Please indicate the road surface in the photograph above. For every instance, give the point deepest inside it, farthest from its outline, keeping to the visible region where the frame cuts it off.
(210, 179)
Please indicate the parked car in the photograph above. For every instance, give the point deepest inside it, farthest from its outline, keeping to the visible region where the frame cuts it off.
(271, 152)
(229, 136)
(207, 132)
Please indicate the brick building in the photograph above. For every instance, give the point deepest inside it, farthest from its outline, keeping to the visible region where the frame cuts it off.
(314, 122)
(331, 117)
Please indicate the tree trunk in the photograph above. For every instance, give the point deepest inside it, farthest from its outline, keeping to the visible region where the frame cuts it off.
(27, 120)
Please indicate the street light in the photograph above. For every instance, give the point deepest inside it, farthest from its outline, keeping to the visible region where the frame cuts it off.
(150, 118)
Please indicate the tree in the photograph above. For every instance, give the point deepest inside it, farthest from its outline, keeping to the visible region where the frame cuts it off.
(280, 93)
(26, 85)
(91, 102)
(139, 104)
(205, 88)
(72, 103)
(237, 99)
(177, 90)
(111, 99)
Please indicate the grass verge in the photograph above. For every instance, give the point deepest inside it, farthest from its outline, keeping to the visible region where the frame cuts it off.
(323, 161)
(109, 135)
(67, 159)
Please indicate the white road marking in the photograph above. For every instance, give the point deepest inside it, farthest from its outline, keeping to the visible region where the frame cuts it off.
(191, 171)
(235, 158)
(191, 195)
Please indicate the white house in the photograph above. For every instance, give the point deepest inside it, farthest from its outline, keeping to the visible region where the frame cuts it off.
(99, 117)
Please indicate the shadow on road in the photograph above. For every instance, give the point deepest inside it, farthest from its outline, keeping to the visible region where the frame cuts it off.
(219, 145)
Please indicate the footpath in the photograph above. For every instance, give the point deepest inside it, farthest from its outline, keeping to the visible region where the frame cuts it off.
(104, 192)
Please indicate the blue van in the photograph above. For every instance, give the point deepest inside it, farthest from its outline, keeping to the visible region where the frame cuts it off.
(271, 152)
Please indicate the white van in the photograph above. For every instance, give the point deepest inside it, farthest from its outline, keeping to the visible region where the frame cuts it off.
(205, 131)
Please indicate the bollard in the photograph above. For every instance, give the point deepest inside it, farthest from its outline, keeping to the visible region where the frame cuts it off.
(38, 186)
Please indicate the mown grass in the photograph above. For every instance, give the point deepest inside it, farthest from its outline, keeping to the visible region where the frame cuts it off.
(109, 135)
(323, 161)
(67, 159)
════════
Print the material above once more, exactly.

» **Answer below**:
Please indicate the road surface in the photograph above. For every instance, give the point deepest inside it, farthest from its outline, keeping to the visible region where the frame cuts it off.
(210, 179)
Please indicate the parked car in the photograph above. For every instance, give the point deepest inside it, farthest from its outline, keeping to the visible region where the frame cuts it off.
(271, 152)
(229, 136)
(207, 132)
Please indicate the brick building in the photograph above. For every instance, give the point deepest inside it, farthest from its outline, keeping to the visible region where the frame cuts it off.
(314, 122)
(331, 117)
Please indicate the tree trunk in the photograph above. For every instance, give the point deepest inside it, farthest from its outline, keeping to the visible region where the frame cuts it off.
(27, 120)
Please indicate the street light in the photograph above. For every instance, give the point deepest inside it, farthest from its outline, keeping to the visible region where the frame cuts it off.
(150, 118)
Please indicate the tree in the photograph above. For every instance, give the point deepest inside it, farthest from its outline, keeping to the visible region where the frame cuts it off.
(280, 93)
(26, 85)
(91, 102)
(139, 104)
(205, 88)
(72, 103)
(237, 99)
(177, 90)
(111, 99)
Please indicate the grass verge in the photograph above. For every instance, give the point deepest inside it, farthest from its outline, keeping to the visible region where the frame cuts it off.
(323, 161)
(109, 135)
(67, 159)
Please indicate the white road marking in the photograph above. For every instance, give the point deepest inside it, farthest from its outline, keeping to the visible region where the frame cuts it off.
(191, 171)
(235, 158)
(191, 195)
Please indicate the white house in the photograph above. For every instance, give the point deepest inside it, farthest from its outline, keeping to the visible region where the frame cuts it off.
(99, 117)
Please indicate the shadow on road in the photograph above. For every instance, give the point deepest inside it, farthest from its outline, keeping to the visible region where the frame cuts it off.
(219, 145)
Please indicate the footpath in the photograph above. For every instance, give the point deepest inside it, farthest from its outline, keeping to the visible region where the frame cuts it off.
(104, 192)
Please indicate the blue van in the photograph above. For every instance, give the point deepest inside it, farthest from its outline, keeping to the visible region where the frame cuts it off.
(271, 152)
Please indicate the white van in the photograph above. For every instance, give the point deepest inside it, farthest from its outline, keeping to the visible region where the frame cuts it off.
(205, 131)
Please indicate the bollard in the photograph above. For every instance, give the point deepest inside it, farthest from its outline, keeping to the visible region where the frame cuts it off.
(38, 186)
Please indicate the mown grass in the photograph above. For every instance, give the point deepest inside it, farthest from its outline, keeping to the visible region where the frame cuts it off.
(109, 135)
(323, 161)
(67, 159)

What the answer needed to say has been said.